Stated exercise a: In the forum post about ZFS write cache flushing, what model of HBA does the poster give as an example of one to buy?

Write Cache flushing on HBA for ZFS Virtual Machine on ESX
Any help with this would be greatly appreciated.
We're trialling running a couple of ZFS (Nexenta 3.1.3) virtual machines to provide NFS storage to our VMWare Farm. I realise best practice is to have use PassThrough to give the VM direct control of a HBA (and disks) but unfortunately our hosts (DL385 G6's) don't support it. We're therefore stuck with physical disks being presented to ESX, formatted to VMFS, vmdk created and presented to ZFS VM. At the moment we're also using the onboard Raid controllers (P410/512 w/ BBWC) and creating RAID0 volumes from each disk.
I now need to add additional drives and would ideally buy HBAs (e.g. LSI 9211-8i) as these could be reused in a future PassThrough/Baremetal build.
QUESTION 1: Does anyone know if a "Cache Flush" command issued from ZFS to a vmdk disk would be passed through to the underlying disk (or how to test). If not then I would need to disable the Physical Drive Write Caches which I believe would kill performance.

[Source data]
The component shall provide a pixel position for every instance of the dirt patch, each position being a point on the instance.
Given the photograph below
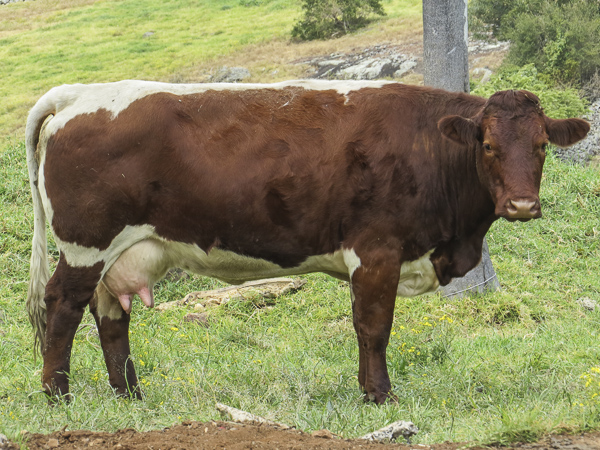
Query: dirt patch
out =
(210, 435)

Stated exercise b: Reproduce the source data listing above verbatim, leaving out the picture.

Exercise solution a: The LSI 9211-8i.

Exercise solution b:
The component shall provide a pixel position for every instance of the dirt patch, each position being a point on the instance.
Given the photograph below
Query: dirt patch
out =
(210, 435)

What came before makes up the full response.